** Exercise brief **
Extend the article below on the renovation of the Le St-Pierre hotel in Quebec City, starting right after its last sentence.

** Study text **

The Montreal Gazette: In with the old, in with the new at Quebec City gem

Le 20 October 2013

A sweeping $500,000 renovation of Le St-Pierre, a darling boutique hotel in the Old Port of Quebec City, has preserved the best of the fine old structure and bestowed a fresh new look.

It wasn’t easy.

The building is nearly 200 years old, built when rue St-Pierre was the Wall Street of Lower Canada and Le St-Pierre was the headquarters of what is believed to be the settlement’s first insurance company, Quebec Fire Insurance Cie., founded in 1820.

The renovators, designers and architects had a few extra challenges because the building is classified as historic by the heritage group Commission d’urbanisme et de conservation de Québec. They had to modernize operating systems, such as air conditioning, heating, elevators and water recycling, always working within strict guidelines to respect the original architecture.

The reconstruction spans the centuries. The team fabricated all-new window oak frames and casements, but they maintained the look of 19th-century carpentry and hardware. Then, going very 21st century, they installed dozens of 40-inch flat-screen televisions, hanging them on thick stone and brick walls while miraculously hiding the wiring for cable and electricity.

“It would have been an everyday affair if the walls were plaster, but the stone made it a big drilling challenge,” said Michel Couture, Le St-Pierre’s general manager. “And they had to ensure that the architectural details such as ceiling mouldings and wainscotting looked the same as the first time around.”

Le St-Pierre has had a total update. The lobby lounge now sports handsome leather furniture and stained-glass fixtures crafted by Daniel Dalpé, which give off a period look. The corridors on the guest-room floors have come alive with frescoes of Quebec City scenes painted by Claude Martin and Marc Brochier. Black-and-white photographs add a dash of retro style.

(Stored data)
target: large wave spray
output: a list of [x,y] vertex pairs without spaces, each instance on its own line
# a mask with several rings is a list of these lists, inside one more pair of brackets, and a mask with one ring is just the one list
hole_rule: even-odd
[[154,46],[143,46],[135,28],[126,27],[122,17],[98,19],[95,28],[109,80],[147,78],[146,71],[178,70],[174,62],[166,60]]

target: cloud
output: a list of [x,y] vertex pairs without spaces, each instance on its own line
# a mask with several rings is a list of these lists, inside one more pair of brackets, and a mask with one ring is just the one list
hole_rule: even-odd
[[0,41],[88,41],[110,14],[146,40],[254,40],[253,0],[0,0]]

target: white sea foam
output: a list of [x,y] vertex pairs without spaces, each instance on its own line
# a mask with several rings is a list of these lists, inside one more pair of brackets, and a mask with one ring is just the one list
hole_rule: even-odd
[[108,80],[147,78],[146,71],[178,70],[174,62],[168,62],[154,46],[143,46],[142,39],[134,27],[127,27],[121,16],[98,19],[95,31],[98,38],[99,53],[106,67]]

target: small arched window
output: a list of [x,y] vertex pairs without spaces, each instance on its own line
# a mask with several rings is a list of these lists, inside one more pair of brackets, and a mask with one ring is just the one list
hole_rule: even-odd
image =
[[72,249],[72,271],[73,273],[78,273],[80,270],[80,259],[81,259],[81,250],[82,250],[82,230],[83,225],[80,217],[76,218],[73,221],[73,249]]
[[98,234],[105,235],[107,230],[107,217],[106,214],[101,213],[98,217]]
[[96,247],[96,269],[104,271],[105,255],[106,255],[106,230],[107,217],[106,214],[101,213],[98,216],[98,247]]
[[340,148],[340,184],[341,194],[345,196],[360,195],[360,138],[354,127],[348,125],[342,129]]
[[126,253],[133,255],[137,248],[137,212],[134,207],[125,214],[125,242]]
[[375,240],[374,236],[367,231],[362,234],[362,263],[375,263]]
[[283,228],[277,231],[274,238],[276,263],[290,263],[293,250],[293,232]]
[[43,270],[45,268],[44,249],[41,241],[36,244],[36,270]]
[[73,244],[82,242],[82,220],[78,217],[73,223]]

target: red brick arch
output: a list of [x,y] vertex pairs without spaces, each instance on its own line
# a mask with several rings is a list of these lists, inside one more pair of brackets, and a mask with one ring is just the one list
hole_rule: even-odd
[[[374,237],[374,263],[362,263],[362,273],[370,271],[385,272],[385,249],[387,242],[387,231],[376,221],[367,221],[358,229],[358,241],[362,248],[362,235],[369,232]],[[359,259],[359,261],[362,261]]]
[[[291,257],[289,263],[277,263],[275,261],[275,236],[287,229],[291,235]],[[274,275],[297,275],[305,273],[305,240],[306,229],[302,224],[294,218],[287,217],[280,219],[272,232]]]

** Exercise output **
The 31 guest rooms and 10 suites are bright and airy, with white lacquered furniture and mellow taupe fabrics softening the bare, rugged stone and brick walls. The décor is all refreshingly new: sisal rugs, duvets, pillows, mattresses and sheets.

Le St-Pierre bills itself as an “auberge distinctive,” but it treats its guests to a lot of hotel-style amenities. It has four levels of accommodations, all attractive and comfortable, with whirlpool tubs, good lighting, bathrobes and pod coffee machines. At the top end are the split-level loft suites, which have sunken soaking tubs, kitchens, dining areas and living rooms with sofa beds. And some rooms on the fourth floor have views of the St. Lawrence River.

Breakfast is a fulsome affair, with fresh fruit, croissants and café au lait, plus a choice of crêpes, french toast, eggs Benedict and omelettes with goat cheese and lardons.

In Quebec City, I always try to mix culture with outdoor life, and feasting on excellent French-Quebec cuisine is a given. Le St-Pierre makes it all happen. Simply see the Clef d’Or concierge, who lines up food tours, sightseeing excursions, cultural visits and restaurant reservations. (The hotel serves only breakfast.)